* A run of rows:
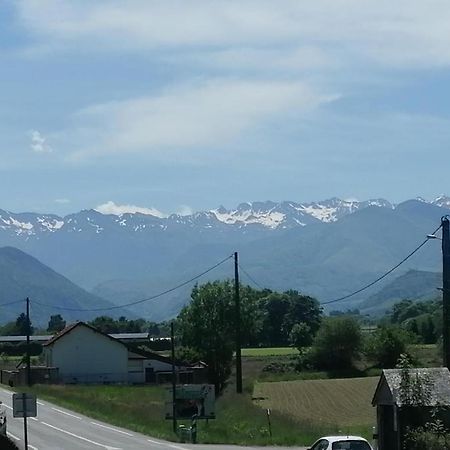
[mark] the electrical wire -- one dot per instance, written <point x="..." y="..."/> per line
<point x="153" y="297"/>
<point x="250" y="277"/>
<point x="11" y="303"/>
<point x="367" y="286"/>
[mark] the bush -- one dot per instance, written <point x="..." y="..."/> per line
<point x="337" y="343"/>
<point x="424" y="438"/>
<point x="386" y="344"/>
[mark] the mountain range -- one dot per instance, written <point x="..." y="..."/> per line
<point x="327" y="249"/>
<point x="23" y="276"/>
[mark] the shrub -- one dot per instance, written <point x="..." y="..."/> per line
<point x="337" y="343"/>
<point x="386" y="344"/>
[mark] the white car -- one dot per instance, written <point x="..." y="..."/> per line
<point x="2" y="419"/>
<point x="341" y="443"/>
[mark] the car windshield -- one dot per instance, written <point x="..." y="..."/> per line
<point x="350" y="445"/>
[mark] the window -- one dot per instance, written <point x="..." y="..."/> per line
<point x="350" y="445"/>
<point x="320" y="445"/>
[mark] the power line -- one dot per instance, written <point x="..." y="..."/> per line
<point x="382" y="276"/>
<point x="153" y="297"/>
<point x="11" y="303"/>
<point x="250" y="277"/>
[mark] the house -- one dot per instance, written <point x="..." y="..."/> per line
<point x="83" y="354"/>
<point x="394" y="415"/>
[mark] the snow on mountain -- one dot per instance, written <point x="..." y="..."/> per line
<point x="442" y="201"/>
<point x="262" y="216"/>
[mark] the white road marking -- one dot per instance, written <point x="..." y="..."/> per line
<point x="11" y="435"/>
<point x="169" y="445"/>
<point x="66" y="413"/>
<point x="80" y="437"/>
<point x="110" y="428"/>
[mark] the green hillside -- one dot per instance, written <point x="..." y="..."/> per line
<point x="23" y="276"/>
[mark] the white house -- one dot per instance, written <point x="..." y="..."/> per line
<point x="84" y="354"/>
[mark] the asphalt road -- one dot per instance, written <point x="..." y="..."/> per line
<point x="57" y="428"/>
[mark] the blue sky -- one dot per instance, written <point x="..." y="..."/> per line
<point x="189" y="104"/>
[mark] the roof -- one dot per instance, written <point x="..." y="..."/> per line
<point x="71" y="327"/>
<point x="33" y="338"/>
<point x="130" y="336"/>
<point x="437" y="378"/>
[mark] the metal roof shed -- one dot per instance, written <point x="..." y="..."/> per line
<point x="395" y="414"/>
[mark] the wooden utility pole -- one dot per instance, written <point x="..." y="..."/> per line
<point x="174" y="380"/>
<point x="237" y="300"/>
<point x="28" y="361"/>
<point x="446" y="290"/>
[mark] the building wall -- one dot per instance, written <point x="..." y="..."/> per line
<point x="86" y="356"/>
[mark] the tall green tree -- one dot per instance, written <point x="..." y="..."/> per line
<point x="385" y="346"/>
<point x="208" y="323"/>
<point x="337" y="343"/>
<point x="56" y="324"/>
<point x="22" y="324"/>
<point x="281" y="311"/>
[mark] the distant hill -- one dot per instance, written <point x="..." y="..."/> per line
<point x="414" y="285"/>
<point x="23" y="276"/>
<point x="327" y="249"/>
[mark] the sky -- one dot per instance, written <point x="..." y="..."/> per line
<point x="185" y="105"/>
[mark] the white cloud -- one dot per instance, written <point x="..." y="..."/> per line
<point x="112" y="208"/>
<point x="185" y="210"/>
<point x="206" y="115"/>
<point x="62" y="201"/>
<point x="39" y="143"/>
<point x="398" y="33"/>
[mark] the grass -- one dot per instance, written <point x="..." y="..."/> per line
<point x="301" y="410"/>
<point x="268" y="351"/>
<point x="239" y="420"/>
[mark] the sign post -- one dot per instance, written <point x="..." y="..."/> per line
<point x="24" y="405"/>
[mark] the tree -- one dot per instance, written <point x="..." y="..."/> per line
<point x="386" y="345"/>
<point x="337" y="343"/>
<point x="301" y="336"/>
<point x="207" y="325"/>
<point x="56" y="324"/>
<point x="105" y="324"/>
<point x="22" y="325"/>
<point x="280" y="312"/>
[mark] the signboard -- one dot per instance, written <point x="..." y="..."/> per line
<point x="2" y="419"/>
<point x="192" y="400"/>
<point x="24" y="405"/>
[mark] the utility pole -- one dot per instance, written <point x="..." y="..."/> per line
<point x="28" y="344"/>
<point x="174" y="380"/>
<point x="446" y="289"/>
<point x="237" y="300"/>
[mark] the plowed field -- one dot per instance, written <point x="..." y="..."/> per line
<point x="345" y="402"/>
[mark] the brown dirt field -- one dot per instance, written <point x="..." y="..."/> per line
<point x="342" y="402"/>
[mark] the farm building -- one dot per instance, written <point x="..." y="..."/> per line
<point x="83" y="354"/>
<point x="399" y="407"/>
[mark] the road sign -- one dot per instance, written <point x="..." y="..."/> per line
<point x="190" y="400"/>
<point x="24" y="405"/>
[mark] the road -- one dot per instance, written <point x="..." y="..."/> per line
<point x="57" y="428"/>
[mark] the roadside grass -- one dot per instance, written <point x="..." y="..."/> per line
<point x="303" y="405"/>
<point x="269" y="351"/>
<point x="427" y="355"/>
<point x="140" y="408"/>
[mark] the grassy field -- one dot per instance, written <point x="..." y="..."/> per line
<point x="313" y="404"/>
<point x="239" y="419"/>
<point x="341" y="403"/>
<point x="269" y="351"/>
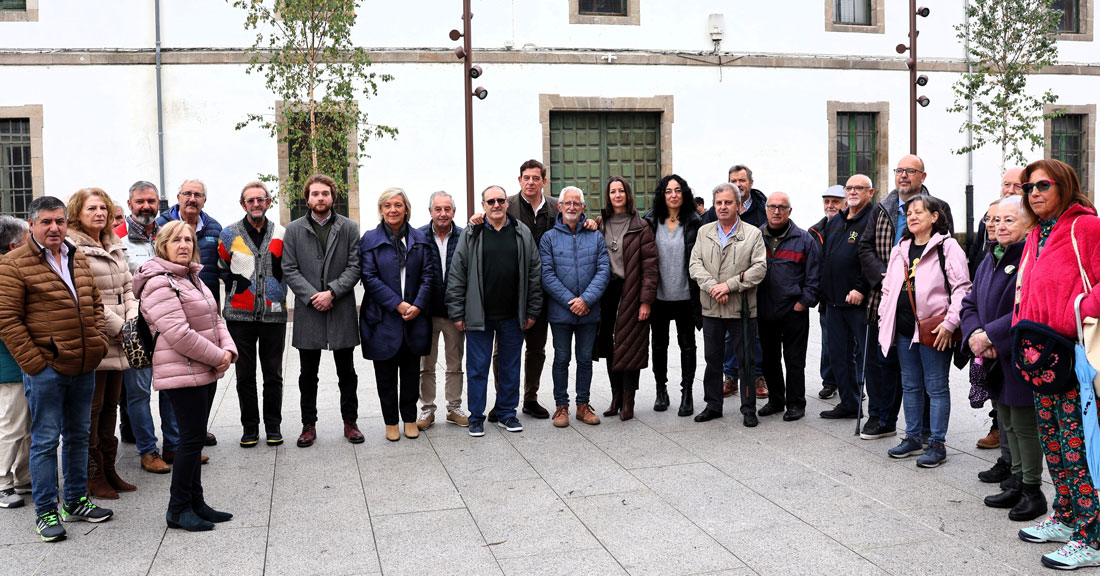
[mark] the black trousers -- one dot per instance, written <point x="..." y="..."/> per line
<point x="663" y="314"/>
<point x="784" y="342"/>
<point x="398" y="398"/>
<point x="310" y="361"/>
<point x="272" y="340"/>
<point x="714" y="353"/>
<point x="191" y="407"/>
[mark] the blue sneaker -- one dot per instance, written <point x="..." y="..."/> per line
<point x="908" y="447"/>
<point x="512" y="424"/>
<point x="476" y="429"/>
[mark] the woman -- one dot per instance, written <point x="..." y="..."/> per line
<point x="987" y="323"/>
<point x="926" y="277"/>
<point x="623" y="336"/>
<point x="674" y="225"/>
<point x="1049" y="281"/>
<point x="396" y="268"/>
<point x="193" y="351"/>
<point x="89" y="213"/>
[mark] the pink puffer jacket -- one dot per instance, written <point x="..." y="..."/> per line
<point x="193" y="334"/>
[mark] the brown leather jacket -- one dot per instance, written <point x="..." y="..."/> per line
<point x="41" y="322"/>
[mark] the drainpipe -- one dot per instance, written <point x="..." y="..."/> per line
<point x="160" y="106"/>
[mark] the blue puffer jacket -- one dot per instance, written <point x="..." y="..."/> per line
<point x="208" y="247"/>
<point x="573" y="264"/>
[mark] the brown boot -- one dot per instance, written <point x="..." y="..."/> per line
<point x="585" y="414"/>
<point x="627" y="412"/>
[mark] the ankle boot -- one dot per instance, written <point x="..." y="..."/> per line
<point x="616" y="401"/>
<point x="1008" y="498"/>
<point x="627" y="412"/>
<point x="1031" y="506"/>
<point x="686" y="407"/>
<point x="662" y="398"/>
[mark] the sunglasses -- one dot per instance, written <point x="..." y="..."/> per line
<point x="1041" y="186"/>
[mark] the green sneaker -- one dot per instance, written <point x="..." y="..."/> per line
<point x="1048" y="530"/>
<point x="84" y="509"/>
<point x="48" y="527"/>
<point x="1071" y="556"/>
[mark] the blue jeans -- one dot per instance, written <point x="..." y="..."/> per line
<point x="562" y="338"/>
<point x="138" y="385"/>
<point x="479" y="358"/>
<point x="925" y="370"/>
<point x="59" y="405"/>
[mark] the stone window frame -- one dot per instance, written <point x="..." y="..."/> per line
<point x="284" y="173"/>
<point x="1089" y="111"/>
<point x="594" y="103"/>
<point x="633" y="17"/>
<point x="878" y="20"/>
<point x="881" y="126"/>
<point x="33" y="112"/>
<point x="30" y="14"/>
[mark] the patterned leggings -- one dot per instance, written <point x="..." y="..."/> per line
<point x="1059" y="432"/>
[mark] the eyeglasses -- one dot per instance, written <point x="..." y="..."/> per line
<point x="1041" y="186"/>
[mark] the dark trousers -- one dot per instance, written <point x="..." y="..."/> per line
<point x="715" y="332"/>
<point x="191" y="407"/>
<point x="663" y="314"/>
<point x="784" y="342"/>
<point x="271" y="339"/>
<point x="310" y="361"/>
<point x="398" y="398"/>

* THE PROBLEM:
Give as a numbered list the lines from the one containing "[mark] the dark" through the end of the rows, with any blank lines left out.

* THE RESULT:
1. [mark] the dark trousers -- one dot per instance, written <point x="..." y="..."/> per line
2. <point x="715" y="332"/>
3. <point x="191" y="407"/>
4. <point x="663" y="314"/>
5. <point x="784" y="342"/>
6. <point x="271" y="339"/>
7. <point x="310" y="361"/>
8. <point x="398" y="398"/>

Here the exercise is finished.